TEXT PASSAGE:
▼
On Fri, Aug 04, 2023 at 02:59:28PM -0400, Lucas Karpinski wrote:
On Fri, Aug 04, 2023 at 12:37:16PM -0400, Johannes Weiner wrote:
On Fri, Aug 04, 2023 at 11:37:33AM -0400, Lucas Karpinski wrote:
The test allocates dcache inside a cgroup, then destroys the cgroups and then checks the sanity of numbers on the parent level. The reason it fails is because dentries are freed with an RCU delay - a debugging sleep shows that usage drops as expected shortly after.
Insert a 1s sleep after completing the cgroup creation/deletions. This should be good enough, assuming that machines running those tests are otherwise not very busy. This commit is directly inspired by Johannes over at the link below.
Link: https://lore.kernel.org/all/20230801135632.1768830-1-hannes@cmpxchg.org/
Signed-off-by: Lucas Karpinski lkarpins@redhat.com
Maybe I'm missing something, but there isn't a limit set anywhere that would cause the dentries to be reclaimed and freed, no? When the subgroups are deleted, the objects are just moved to the parent. The counters inside the parent (which are hierarchical) shouldn't change.
▲
COMPLETE THE FOLLOWING:
[A] Rewrite the cgroup test thread, starting at the words "Insert a 1s" and ending after "the link below.", with "1s sleep" replaced by "2s sleep".
[B] Carry on the cgroup test thread from the point where it stops.

RECORD LIST:
▼
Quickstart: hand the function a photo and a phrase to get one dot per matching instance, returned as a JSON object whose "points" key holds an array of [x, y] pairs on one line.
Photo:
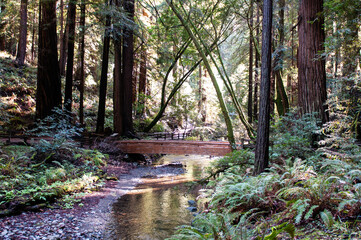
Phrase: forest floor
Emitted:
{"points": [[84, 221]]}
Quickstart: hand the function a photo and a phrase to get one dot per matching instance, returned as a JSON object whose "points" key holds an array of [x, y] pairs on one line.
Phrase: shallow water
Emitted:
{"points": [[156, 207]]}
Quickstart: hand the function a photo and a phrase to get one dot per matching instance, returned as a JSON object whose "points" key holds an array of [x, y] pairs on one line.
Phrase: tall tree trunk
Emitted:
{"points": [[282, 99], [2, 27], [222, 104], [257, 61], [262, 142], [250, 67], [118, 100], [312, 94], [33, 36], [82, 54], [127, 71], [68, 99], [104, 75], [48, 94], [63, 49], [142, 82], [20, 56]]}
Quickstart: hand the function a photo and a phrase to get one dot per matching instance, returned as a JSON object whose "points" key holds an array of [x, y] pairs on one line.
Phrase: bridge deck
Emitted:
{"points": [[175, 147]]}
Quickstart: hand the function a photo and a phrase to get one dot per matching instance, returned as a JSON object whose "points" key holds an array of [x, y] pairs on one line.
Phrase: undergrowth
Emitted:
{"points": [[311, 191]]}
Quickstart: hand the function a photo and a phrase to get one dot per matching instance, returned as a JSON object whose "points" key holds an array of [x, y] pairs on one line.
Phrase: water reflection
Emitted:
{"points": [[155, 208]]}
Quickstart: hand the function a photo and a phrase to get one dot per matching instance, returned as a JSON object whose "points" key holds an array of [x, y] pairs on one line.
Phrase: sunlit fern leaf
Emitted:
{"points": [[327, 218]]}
▲
RESPONSES FOR EACH TASK:
[A]
Insert a 2s sleep after completing the cgroup creation/deletions. This should be good enough, assuming that machines running those tests are otherwise not very busy. This commit is directly inspired by Johannes over at the link below.

[B]
So this seems to be a different scenario than test_kmem_basic. If the test is failing for you, I can't quite see why.
You're right, the parent inherited the counters and it should behave the same whether I'm directly removing the child or if I was moving it under another cgroup. I do see the behaviour you described on my x86_64 setup, but the wrong behaviour on my aarch64 dev. platform. I'll take a closer look, but just wanted to leave an example here of what I see.
Example of slab size pre/post sleep: slab_pre = 18164688, slab_post = 3360000
Thanks, Lucas
Looked into the failures and I do have a proposed solution, just want some feedback first. With how the kernel entry in memory.stat is updated, it takes into account all charged / uncharged pages, it looks like it makes more sense to use that single entry rather than `slab + anon + file + kernel_stack + pagetables + percpu + sock' as it would cover all utilization.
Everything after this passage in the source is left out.